Of course, these predictions of performance are only valid if the ratio 
of different kinds of instructions does not vary too much between different
program parts. And one should not forget that there may be also structural
dependencies between the instructions, that the compiler cannot remove
and that cause the instruction scheduler to stall.

It would be interesting to see, whether there are other flaws in the
design of the i960CA that reduce the achievable performance. I could
imagine that the small instruction cache, the missing data cache and the
small external bus may be bottlenecks. (I understand that the i960CA is
designed for embedded applications, but the programs used in embedded 
applications are not so different from programs in other environments,
considering both size and locality patterns).

>With respect to other compilers, I have no specific information.  I can
>say however that the folks at Intel are no dummies, and that they
>certainly realize that instruction scheduling is a very significant
>issue for i960 compilers.  I don't think it would be surprizing
>(to anyone) if we all found out (later on) that they were looking
>into the question of how to make their chips look better (performance-
>wise) via compiler technology.

I do not think that there is anything wrong if somebody tries to get the
best performance out of a CPU by writing a sophisticated compiler, as long
as he makes optimizations that will be valuable for a large number of
programs. Of course, implementing optimizations that help only the 
Dryhstone benchmark or so is not the way to go, but I do not have any
problems with a sophisticated instruction scheduler in a compiler.

Marc-Michael Brandis
Institut fuer Computersysteme
ETH-Zentrum
CH-8092 Zurich, Switzerland
email: brandis@inf.ethz.ch

chris@gestetner.oz (Chris Mendes) (11/23/90)

In article <13912@neptune.inf.ethz.ch>, brandis@inf.ethz.ch (Marc Brandis) writes:
> Does anybody have some benchmark results for the i960CA, especially as
> compared to other processors? I would be very interested in the integer
> SPECmarks (as the CA does not have an FPU), the Dhrystone rating,
> Hennessy-Benchmark results or similar stuff.
> 
> Moreover, does anybody know how well the i960CA puts its multiple
> execution units into use? Is the Intel rating of 66 MIPS at 33 MHz 
> realistic for non-toy programs?
> 
> Thanks for any results or pointers!
> 
> 
> (* I speak only for myself.
>    Marc-Michael Brandis, Institut fuer Computersysteme, CH-8092 Zurich
>    email: brandis@inf.ethz.ch brandis@iis.ethz.ch
> *)

This article is in response to a request put forward in Article 386 for i960 Benchmarks:

Benchmark results for the EVCA i960 Eval. Board:
===============================================

1. Drystone.

_Extracted information_
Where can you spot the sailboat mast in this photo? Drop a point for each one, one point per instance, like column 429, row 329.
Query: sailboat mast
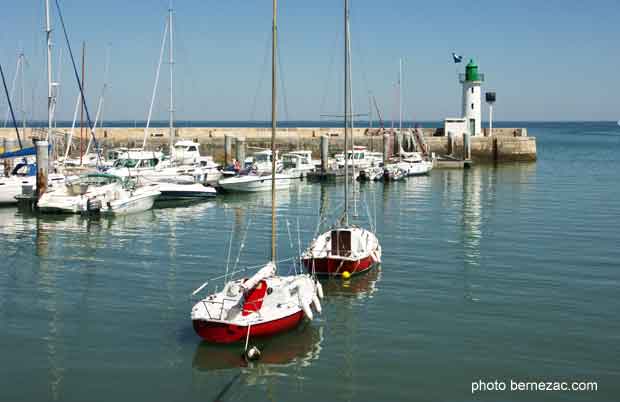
column 82, row 105
column 346, row 111
column 274, row 47
column 171, row 61
column 400, row 103
column 23, row 95
column 48, row 32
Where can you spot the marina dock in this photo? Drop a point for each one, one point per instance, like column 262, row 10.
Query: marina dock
column 504, row 145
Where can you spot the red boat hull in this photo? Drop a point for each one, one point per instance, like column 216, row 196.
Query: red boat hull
column 218, row 332
column 335, row 266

_Complete the following_
a: In the i960CA thread, what performance rating does Intel give the chip at 33 MHz?
b: In the i960CA thread, Brandis grants that the chip is designed for embedded applications but still names its caches and bus as possible bottlenecks. Please explain why, in one to three sentences, using the reason the thread gives.
c: Write out the part of the i960CA thread from "I do not think" up to and including "(Chris Mendes) (11/23/90)".

_Outputs in order_
a: 66 MIPS.

b: He argues that programs used in embedded applications are not so different from programs in other environments in both size and locality patterns. So the small instruction cache, the missing data cache and the small external bus could limit performance there too.

c:
I do not think that there is anything wrong if somebody tries to get the
best performance out of a CPU by writing a sophisticated compiler, as long
as he makes optimizations that will be valuable for a large number of
programs. Of course, implementing optimizations that help only the 
Dryhstone benchmark or so is not the way to go, but I do not have any
problems with a sophisticated instruction scheduler in a compiler.

Marc-Michael Brandis
Institut fuer Computersysteme
ETH-Zentrum
CH-8092 Zurich, Switzerland
email: brandis@inf.ethz.ch

chris@gestetner.oz (Chris Mendes) (11/23/90)